Exercise material ->
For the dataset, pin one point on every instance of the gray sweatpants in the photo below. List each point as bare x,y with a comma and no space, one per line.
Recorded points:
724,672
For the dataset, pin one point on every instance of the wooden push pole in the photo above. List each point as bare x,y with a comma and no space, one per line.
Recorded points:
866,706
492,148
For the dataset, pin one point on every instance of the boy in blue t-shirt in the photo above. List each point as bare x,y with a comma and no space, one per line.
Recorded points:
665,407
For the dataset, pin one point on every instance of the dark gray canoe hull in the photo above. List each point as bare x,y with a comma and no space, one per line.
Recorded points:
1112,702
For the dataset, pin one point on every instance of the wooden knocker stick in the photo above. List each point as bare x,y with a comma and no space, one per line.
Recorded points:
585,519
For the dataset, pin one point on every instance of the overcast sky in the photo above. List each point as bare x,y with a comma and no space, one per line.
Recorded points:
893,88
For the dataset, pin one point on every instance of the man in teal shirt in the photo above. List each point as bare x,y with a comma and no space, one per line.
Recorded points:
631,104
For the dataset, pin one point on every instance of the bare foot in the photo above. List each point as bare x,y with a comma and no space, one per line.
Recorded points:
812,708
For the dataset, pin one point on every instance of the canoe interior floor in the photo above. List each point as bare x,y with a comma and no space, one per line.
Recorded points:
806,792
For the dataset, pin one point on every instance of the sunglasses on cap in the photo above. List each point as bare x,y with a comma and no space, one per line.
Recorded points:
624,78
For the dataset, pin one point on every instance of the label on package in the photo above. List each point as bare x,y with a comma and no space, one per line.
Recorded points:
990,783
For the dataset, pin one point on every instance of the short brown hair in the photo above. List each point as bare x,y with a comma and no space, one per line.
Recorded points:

Short task -> Reproduce the data above verbatim, keeping every line in its original order.

Output for this exercise ->
For the dataset, pin one point on every instance of the gray sweatpants in the photo below. List each point as bare x,y with a comma and no space, one per line.
Recorded points:
724,672
For the dataset, pin one point on every instance of the wooden push pole in the photo above. List each point as bare x,y with a comma and no space, one per line.
Recorded points:
866,706
492,148
For the dataset, pin one point on every instance of the boy in blue t-shirt in the photo above. List each point as bare x,y with a comma and no space, one per line.
Recorded points:
665,407
For the dataset, pin one point on every instance of the dark gray canoe hull in the photo above. List each point as bare x,y with a comma and no space, one per line.
Recorded points:
1112,702
For the dataset, pin one point on every instance of the wooden knocker stick in the photo above. List each point as bare x,y with a comma and no space, one per line.
Recorded points:
585,519
For the dataset, pin one point on every instance of the overcast sky in the photo above. List each point as bare x,y with a comma and no space, one per line.
Recorded points:
893,88
For the dataset, pin one point on every instance of the man in teal shirt in the photo above. List each point as bare x,y with a comma and no space, one per line.
Recorded points:
631,104
For the dataset, pin one point on every instance of the bare foot in the photo above. List each point as bare x,y with a comma and no space, one per line.
Recorded points:
812,708
For the dataset, pin one point on every instance of the canoe interior floor in the photo above. List each point as bare x,y with a comma and no space, one per line.
Recorded points:
806,792
For the dataset, pin one point on every instance of the sunglasses on cap in the photo above. List each point as bare x,y with a comma and no space, one per line.
Recorded points:
624,78
For the dataset, pin one point on every instance of the label on package in the photo above. List each point as bare x,y with a comma and no space, one per line.
Recorded points:
990,783
For the dataset, pin one point on every instance of the short brown hair in the photo above. List each point as bare x,y with a comma and no space, one per line.
Recorded points:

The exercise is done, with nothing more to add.